TASK DESCRIPTION: Please retype, word for word, everything from "The once flamboyant" down to "the government's case." in the news report below on Rep. Daniel Flood's court testimony.

[GIVEN TEXT — start]

Rep. Daniel J. Flood (D.-Pa.) was unexpectedly called to the witness stand in U.S. District Court yesterday in a dramatic attempt by his lawyers to demonstrate that the ailing, 76-year-old congressman is mentally incapable of standing trial again on conspiracy, bribery and perjury charges.

The once flamboyant Flood, looking pale and expressionless, testified for more than 40 minutes, attempting to answer questions from defense lawyer Axel Kleiboemer about the issues in the government's case.

At one point, Flood weakly pounded his fist on the witness stand, after apparently struggling to recollect the penalties for conspiracy and bribery. "I know that. I know I knew that," Flood, a lawyer, told Kleiboemer.

Evidently surprised to find himself testifying, Flood at one point said to Kleiboemer, "I don't know why you called me. You didn't say you were going to call me." Later, during an interruption in his testimony, Flood asked, "What am I doing up here in the first place?"

Flood's slow, halting testimony came late yesterday during a hearing before Judge Oliver Gasch to determine if Flood is competent to be retried on the criminal charges. Flood is accused of taking more than $50,000 in bribes from several businessmen in exchange for his influence as chairman of a House Appropriations subcommittee controlling billions of dollars used for federal grants. His first trial ended in a hung jury last February.

Since then, Flood has been repeatedly hospitalized for a variety of illnesses, including gall bladder and cataract surgery. He was admitted to the Northern Virginia Doctors Hospital on Friday for treatment of ulcers and he returned there last night.

Flood, who was announced he will retire from Congress at the end of this month, is scheduled to appear for a retrial Feb. 25.

Yesterday, Flood was able generally to describe the meaning of an indictment and some of the allegations against him. Flood also summarized, again in general terms, the testimony of Stephen B. Elko, his former aide and the chief prosecution witness.

Earlier in the hearing, Dr. James L. Foy, a professor of psychiatry at Georgetown University Hospital, testified that Flood's memory and thought processes are impaired to the point where he would be unable to cooperate fully with his lawyers in preparing his defense.

Foy also recounted Flood's long history of drug dependency, which included use of sleeping pills, tranquilizers and sedatives. Although Flood was treated for drug withdrawal last month, Foy said he still remains agitated and preoccupied with his physical problems and continues to have memory problems.

When asked by Kleiboemer if Flood was pretending to have a poor memory, Foy said Flood's lapses are "so spotty" that it would be "extremely difficult" for someone to "fake it. . ."

Under cross-examination by government prosecutor Mark H. Tuohey III, Foy said that in his opinion Flood has "some mental capacity" to understand the proceedings against him but that his mental impairment would be a "serious handicap" in the preparation of a defense to criminal charges.

Kleiboemer is expected to resume questioning Flood today.

[GIVEN TEXT — finish]
[STORED DATA — start]

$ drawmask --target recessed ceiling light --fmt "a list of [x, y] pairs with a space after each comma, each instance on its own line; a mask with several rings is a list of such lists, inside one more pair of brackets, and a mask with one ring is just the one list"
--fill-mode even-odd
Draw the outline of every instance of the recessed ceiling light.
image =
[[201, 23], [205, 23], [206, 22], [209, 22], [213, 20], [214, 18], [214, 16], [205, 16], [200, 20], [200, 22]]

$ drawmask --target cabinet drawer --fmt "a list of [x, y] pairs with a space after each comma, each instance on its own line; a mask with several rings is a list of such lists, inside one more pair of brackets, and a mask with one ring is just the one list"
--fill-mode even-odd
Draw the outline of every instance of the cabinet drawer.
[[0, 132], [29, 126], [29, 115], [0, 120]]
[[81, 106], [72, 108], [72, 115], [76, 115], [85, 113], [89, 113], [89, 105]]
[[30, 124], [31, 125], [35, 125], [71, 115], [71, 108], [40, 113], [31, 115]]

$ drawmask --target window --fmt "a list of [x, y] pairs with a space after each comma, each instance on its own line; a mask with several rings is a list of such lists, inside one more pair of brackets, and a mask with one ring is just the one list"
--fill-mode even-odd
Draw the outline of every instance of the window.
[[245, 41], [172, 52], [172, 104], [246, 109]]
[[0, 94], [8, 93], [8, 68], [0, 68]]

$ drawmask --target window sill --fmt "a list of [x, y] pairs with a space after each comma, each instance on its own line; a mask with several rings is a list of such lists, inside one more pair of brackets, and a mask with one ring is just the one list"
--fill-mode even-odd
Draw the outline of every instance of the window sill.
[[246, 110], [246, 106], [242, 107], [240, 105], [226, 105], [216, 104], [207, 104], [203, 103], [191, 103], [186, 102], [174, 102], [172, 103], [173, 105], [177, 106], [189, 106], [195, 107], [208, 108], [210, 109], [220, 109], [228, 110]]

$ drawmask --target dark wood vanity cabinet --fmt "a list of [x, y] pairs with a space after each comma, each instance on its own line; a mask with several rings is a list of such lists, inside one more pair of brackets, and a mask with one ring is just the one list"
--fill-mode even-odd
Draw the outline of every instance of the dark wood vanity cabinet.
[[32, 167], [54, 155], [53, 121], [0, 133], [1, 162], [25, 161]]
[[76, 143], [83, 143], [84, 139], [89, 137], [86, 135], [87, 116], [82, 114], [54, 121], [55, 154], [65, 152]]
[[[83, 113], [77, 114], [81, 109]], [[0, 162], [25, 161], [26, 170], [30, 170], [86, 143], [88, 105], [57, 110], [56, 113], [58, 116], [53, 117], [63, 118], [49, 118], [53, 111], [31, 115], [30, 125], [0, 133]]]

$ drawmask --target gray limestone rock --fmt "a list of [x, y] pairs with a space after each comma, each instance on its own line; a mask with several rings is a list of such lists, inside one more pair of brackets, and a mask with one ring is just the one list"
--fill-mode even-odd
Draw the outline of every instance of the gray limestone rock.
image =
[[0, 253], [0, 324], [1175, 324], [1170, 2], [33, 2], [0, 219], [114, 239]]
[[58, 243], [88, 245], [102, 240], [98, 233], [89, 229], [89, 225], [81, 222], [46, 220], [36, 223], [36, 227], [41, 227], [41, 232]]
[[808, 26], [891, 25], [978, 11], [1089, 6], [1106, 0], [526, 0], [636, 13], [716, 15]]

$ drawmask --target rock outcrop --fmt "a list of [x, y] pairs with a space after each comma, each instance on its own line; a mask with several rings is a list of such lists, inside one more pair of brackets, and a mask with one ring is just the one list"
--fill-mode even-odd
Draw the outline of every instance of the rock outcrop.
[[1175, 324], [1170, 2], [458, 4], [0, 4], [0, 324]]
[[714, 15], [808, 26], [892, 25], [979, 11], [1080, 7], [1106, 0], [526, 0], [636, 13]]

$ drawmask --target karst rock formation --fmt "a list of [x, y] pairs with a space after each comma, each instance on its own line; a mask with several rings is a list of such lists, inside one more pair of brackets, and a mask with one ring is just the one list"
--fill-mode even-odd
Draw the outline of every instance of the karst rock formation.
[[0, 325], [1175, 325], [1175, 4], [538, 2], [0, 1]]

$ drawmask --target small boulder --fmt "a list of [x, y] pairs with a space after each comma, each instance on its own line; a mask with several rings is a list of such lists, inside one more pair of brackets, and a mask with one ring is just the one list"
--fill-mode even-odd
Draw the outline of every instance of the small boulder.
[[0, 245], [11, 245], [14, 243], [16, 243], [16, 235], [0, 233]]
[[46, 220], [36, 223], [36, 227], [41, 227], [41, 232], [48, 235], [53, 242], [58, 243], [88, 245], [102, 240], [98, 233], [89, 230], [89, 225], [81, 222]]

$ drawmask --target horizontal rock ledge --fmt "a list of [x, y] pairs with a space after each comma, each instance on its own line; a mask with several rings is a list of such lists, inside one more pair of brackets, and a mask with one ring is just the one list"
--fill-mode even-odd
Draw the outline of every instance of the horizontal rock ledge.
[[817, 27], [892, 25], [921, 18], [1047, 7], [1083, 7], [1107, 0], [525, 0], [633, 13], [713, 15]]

[STORED DATA — finish]

ANSWER BOX:
The once flamboyant Flood, looking pale and expressionless, testified for more than 40 minutes, attempting to answer questions from defense lawyer Axel Kleiboemer about the issues in the government's case.